Exercise => Rescale the records below: write out every line again, requests included, but multiply each x and y coordinate in the answers by 0.75 and round to whole numbers, with halves going up. Leave the coordinates in the requests and their format samples unchanged, and omit the pictures.

Stored items
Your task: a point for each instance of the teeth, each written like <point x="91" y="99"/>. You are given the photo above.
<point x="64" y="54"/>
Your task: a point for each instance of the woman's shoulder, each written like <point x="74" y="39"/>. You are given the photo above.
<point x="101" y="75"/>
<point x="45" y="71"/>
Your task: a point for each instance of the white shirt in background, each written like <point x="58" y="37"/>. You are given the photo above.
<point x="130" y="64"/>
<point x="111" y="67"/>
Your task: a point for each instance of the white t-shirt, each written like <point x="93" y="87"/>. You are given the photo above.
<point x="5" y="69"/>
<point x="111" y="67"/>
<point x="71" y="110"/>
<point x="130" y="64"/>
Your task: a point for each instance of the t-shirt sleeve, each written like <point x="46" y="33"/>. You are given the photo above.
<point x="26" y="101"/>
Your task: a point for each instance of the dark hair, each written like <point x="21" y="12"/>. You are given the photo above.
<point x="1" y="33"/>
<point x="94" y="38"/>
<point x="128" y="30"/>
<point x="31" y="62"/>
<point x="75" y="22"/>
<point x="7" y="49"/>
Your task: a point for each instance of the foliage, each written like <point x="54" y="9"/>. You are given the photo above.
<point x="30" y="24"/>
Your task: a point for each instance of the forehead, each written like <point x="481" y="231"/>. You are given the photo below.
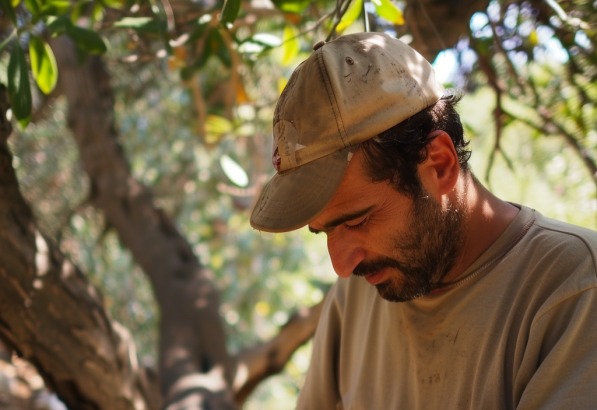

Reply to the task =>
Your task: a point for each instance of the teeth, each written like <point x="91" y="99"/>. You are given the photo above.
<point x="48" y="41"/>
Your task: a point for each instance of the woman's shoulder, each written like <point x="74" y="39"/>. You are given the photo above.
<point x="76" y="56"/>
<point x="34" y="53"/>
Your task: a point for each instance of the white shirt in background, each written like <point x="58" y="37"/>. You are given the photo above.
<point x="98" y="48"/>
<point x="83" y="50"/>
Your task: a point for each instance of the white t-shirt, each written like <point x="93" y="87"/>. You are given the photo above.
<point x="4" y="52"/>
<point x="83" y="50"/>
<point x="53" y="83"/>
<point x="98" y="48"/>
Your task: a point for each instance of the t-shirt sleeve, each written like <point x="46" y="33"/>. You are given the photo above.
<point x="20" y="76"/>
Your task: a point for each instance of the dark hair, each written like <point x="21" y="12"/>. You are given the photo above.
<point x="1" y="25"/>
<point x="71" y="29"/>
<point x="96" y="23"/>
<point x="23" y="47"/>
<point x="56" y="17"/>
<point x="5" y="37"/>
Your task: a point for each instance of the foliage, each written like <point x="54" y="9"/>. You are given the photo above.
<point x="23" y="18"/>
Your task: a point for each instance of the forehead, each written like <point x="481" y="231"/>. You are given the photo below.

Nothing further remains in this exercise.